● Gegeven fragment:
####

ECLI:NL:CBB:2023:112
College van Beroep voor het bedrijfsleven
- Eerste aanleg - enkelvoudig
- T. Pavićević
- A.M. Slierendrecht
- Rechtspraak.nl
Niet-ontvankelijkheid van bezwaar tegen besluit minister inzake tegemoetkoming COVID-19 voor land- en tuinbouwondernemers
In deze zaak heeft appellante, een V.O.F. die fritesaardappelen teelt, op 28 maart 2021 een bezwaarschrift ingediend bij de minister van Landbouw, Natuur en Voedselkwaliteit. Het bezwaar werd op 18 oktober 2021 door de minister kennelijk niet-ontvankelijk verklaard, omdat niet duidelijk was tegen welk besluit het bezwaar zich richtte. Appellante heeft vervolgens beroep ingesteld tegen dit besluit. Tijdens de zitting op 15 december 2022 is appellante niet verschenen, terwijl de minister zich liet vertegenwoordigen door zijn gemachtigde.

####

● Wat te doen:
1. Leg in één tot drie zinnen uit waarom de minister het bezwaar in de tekst over de uitspraak kennelijk niet-ontvankelijk verklaarde.
2. Zet de tekst over de uitspraak voort, te beginnen na de laatste zin die er staat.
De gegevens hieronder heb je niet nodig.

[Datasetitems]
####

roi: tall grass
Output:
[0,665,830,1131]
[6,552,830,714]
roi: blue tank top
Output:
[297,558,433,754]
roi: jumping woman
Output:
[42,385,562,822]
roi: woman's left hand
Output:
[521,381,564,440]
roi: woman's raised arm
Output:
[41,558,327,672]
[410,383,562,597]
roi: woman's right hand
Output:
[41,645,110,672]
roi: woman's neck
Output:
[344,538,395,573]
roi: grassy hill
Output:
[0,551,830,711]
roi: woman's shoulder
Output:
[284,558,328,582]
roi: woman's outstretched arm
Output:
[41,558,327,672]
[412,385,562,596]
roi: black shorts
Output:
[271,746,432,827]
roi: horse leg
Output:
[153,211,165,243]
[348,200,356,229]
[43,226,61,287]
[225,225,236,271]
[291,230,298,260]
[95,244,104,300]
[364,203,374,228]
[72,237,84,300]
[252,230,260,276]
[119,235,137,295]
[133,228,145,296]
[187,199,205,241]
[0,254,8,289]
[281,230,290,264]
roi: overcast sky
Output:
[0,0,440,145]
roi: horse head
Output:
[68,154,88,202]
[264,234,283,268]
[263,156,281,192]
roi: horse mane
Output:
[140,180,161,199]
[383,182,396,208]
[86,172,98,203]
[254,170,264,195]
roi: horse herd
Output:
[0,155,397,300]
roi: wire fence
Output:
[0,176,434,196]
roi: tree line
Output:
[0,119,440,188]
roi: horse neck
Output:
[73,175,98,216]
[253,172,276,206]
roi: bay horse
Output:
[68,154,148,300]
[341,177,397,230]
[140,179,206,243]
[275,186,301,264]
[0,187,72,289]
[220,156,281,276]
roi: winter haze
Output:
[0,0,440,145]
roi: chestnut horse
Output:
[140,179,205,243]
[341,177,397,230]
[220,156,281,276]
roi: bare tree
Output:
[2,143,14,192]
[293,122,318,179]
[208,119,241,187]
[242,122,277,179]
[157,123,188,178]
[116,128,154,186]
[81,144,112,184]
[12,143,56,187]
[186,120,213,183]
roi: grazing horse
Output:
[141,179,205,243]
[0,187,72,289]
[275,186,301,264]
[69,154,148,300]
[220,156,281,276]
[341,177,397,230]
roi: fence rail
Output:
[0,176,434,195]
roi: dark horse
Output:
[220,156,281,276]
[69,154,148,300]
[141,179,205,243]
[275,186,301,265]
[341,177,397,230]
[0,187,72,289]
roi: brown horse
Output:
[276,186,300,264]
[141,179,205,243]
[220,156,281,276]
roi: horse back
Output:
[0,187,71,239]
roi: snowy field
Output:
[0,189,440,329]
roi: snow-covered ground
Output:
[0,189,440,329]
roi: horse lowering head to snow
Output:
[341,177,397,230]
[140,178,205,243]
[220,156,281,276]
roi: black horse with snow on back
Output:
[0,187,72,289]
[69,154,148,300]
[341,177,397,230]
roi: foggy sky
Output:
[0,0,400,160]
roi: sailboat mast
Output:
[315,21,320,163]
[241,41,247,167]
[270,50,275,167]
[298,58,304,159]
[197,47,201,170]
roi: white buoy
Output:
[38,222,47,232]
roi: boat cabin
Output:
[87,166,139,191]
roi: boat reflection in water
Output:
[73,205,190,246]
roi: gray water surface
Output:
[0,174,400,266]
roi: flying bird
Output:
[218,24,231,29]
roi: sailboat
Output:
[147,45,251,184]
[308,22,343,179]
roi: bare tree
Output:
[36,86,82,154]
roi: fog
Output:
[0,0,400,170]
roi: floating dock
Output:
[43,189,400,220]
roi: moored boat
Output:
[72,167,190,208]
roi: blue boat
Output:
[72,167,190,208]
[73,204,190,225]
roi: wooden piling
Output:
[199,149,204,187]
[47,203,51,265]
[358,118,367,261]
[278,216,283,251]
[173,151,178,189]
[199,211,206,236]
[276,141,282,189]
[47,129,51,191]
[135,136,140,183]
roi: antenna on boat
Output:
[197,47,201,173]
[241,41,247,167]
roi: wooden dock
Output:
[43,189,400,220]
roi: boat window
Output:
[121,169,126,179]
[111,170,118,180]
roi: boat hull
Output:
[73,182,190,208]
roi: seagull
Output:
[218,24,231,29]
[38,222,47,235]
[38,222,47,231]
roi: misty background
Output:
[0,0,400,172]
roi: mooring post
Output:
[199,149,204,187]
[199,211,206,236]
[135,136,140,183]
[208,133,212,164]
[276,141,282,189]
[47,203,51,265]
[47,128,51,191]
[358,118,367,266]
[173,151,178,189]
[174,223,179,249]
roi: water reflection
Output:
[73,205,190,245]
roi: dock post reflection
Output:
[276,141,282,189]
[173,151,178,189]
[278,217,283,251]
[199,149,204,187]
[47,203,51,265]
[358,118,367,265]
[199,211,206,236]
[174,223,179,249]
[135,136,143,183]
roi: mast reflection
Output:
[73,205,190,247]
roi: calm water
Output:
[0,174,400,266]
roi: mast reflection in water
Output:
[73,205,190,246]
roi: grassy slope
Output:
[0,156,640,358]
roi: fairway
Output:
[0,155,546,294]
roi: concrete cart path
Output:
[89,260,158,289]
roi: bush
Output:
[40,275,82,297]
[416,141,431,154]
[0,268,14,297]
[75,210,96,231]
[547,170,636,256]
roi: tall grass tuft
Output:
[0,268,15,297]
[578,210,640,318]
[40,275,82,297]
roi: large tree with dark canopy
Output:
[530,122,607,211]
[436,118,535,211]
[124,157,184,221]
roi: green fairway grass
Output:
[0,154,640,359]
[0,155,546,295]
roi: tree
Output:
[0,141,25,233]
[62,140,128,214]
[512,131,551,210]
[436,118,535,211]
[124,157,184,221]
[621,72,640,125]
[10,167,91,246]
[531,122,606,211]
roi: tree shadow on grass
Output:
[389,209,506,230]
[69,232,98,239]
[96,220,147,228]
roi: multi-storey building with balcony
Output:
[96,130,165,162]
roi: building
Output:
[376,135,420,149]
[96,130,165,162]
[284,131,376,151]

####

● Antwoorden per opdracht:
1. De minister verklaarde het bezwaar op 18 oktober 2021 kennelijk niet-ontvankelijk, omdat niet duidelijk was tegen welk besluit het bezwaar zich richtte.

2.
Het College van Beroep voor het bedrijfsleven heeft vastgesteld dat appellante niet heeft aangetoond dat haar bezwaar zich richtte tegen een besluit van de minister. In haar bezwaarschrift verwees appellante naar een besluit van 16 maart 2021, maar de minister kon dit besluit niet vinden in zijn administratie. Het College concludeert dat het bezwaarschrift niet voldeed aan de eisen van de Algemene wet bestuursrecht, omdat het niet duidelijk was welk besluit werd bestreden. Appellante heeft ook geen gebruik gemaakt van de geboden herstelmogelijkheid om het bezwaar te verduidelijken.
Het College heeft uiteindelijk geoordeeld dat de minister het bezwaar terecht niet-ontvankelijk heeft verklaard. Het beroep van appellante is ongegrond verklaard, en er is geen aanleiding om de minister te veroordelen in de proceskosten van appellante. De uitspraak is openbaar gedaan op 7 maart 2023.